OBJECTIVE
Change "light switch" to "wall switch" in everything from the line containing "Target = microwave" down to the end of the rows, and give those lines back with nothing else altered.

.....

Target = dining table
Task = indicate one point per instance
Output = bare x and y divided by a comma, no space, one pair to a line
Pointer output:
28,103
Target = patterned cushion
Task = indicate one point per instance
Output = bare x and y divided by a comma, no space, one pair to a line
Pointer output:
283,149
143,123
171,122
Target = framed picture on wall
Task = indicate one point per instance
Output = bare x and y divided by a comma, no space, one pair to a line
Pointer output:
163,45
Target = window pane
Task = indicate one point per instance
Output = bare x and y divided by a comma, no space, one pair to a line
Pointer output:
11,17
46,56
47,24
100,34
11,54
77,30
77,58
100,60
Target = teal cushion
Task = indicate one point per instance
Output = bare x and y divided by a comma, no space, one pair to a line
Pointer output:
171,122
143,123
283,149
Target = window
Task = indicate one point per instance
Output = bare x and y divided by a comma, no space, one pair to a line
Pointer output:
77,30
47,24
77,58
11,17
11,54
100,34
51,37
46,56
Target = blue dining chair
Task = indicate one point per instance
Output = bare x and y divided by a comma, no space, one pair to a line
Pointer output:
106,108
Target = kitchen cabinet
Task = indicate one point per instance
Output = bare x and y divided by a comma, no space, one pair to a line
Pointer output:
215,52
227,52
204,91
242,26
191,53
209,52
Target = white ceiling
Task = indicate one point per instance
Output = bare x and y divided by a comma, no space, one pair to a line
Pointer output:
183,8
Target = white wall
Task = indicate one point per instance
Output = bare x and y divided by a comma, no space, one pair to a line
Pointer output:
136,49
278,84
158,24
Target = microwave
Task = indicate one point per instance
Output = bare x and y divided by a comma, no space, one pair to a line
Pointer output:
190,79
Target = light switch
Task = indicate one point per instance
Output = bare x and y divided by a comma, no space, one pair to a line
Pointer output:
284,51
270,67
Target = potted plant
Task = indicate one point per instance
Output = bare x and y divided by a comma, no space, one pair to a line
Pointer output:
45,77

.....

COMPLETED EXERCISE
Target = microwave
Task = indicate one point per instance
Output = bare x and y divided by a comma, no space, one pair to a line
Pointer output:
190,79
Target = wall switch
Task = indicate one point per instance
Output = bare x and y divided by a comma, no space, one pair to a line
Pointer output:
284,51
270,67
Target = potted plant
Task = indicate one point per instance
Output = bare x and y divided by a comma, no space, one pair to a line
Pointer output:
45,77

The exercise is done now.